=== Material shown ===
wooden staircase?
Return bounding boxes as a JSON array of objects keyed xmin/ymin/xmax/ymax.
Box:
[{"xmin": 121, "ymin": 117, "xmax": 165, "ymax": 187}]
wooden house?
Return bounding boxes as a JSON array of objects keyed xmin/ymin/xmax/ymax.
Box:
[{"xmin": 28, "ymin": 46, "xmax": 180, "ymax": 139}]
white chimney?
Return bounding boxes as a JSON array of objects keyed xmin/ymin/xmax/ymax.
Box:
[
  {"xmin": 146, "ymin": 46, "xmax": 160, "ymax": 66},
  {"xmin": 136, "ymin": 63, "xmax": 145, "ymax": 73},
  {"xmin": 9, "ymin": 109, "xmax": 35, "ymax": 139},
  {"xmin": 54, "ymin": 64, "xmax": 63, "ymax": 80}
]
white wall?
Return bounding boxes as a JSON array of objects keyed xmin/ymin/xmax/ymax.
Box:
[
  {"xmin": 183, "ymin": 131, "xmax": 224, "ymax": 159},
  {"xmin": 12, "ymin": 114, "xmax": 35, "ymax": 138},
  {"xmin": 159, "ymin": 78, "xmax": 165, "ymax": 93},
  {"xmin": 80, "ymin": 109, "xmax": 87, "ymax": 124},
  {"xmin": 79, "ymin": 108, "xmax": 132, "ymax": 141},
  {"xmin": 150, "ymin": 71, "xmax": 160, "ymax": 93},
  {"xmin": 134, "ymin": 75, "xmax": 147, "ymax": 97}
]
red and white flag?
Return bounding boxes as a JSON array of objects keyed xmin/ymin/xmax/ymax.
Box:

=== Task to carry out ===
Retype the records in their entirety, matching each one exactly.

=== Output ===
wooden staircase?
Return bounding boxes as a JSON array of objects keyed xmin/ymin/xmax/ymax.
Box:
[{"xmin": 121, "ymin": 117, "xmax": 165, "ymax": 187}]
wooden house?
Return bounding boxes as a JSON array of objects keyed xmin/ymin/xmax/ymax.
Box:
[{"xmin": 28, "ymin": 46, "xmax": 180, "ymax": 139}]
white chimney?
Return bounding boxes as a JSON array of objects keyed xmin/ymin/xmax/ymax.
Box:
[
  {"xmin": 146, "ymin": 46, "xmax": 160, "ymax": 66},
  {"xmin": 136, "ymin": 63, "xmax": 145, "ymax": 73},
  {"xmin": 9, "ymin": 109, "xmax": 35, "ymax": 139},
  {"xmin": 54, "ymin": 64, "xmax": 63, "ymax": 80}
]
white wall?
Return bounding boxes as a JSON array of objects keyed xmin/ymin/xmax/ymax.
Box:
[
  {"xmin": 183, "ymin": 131, "xmax": 224, "ymax": 159},
  {"xmin": 12, "ymin": 114, "xmax": 35, "ymax": 138},
  {"xmin": 159, "ymin": 78, "xmax": 165, "ymax": 93},
  {"xmin": 80, "ymin": 109, "xmax": 87, "ymax": 124},
  {"xmin": 79, "ymin": 108, "xmax": 132, "ymax": 141},
  {"xmin": 150, "ymin": 71, "xmax": 160, "ymax": 93},
  {"xmin": 134, "ymin": 75, "xmax": 147, "ymax": 97}
]
red and white flag?
Return bounding boxes as a JSON array of objects keyed xmin/ymin/xmax/ymax.
Box:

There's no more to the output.